Data to process
_____
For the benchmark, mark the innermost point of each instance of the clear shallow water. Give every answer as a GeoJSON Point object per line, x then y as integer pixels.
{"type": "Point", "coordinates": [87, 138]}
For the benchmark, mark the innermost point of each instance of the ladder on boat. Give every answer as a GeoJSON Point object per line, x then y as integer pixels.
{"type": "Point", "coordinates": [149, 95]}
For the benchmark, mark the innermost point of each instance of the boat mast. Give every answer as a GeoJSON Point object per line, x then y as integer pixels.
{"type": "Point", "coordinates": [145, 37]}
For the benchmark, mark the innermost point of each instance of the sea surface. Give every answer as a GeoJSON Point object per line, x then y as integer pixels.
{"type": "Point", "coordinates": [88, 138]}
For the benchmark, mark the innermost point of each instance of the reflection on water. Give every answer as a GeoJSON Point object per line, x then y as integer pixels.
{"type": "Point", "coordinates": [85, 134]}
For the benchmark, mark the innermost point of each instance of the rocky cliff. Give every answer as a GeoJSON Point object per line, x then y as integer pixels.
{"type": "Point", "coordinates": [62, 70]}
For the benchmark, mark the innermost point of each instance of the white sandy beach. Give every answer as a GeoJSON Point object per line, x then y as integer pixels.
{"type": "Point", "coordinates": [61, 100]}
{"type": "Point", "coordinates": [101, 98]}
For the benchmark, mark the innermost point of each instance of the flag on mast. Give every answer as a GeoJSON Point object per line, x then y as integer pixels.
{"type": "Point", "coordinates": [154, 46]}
_____
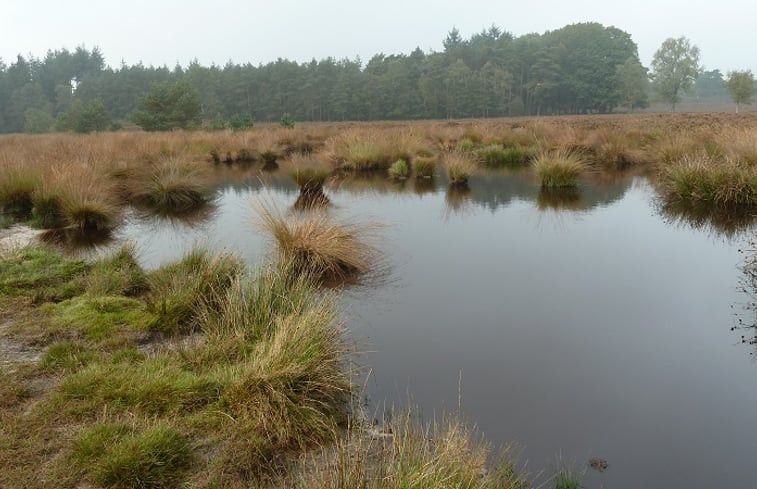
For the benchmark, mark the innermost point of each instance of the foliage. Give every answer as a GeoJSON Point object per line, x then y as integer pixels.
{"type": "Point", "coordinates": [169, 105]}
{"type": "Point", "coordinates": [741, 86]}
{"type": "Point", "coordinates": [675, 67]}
_____
Instructions to follow
Gather every line from the listing above that contains the word "mast". Case counts.

Problem solution
For the benchmark, mark the innermost point of each instance of the boat mast. Give every answer as a GeoJSON Point object per line, x then y as integer pixels.
For the benchmark, mark the innermost point of each instance of the flag on mast. Give every answer as a GeoJSON Point object per line, x then y as integer pixels.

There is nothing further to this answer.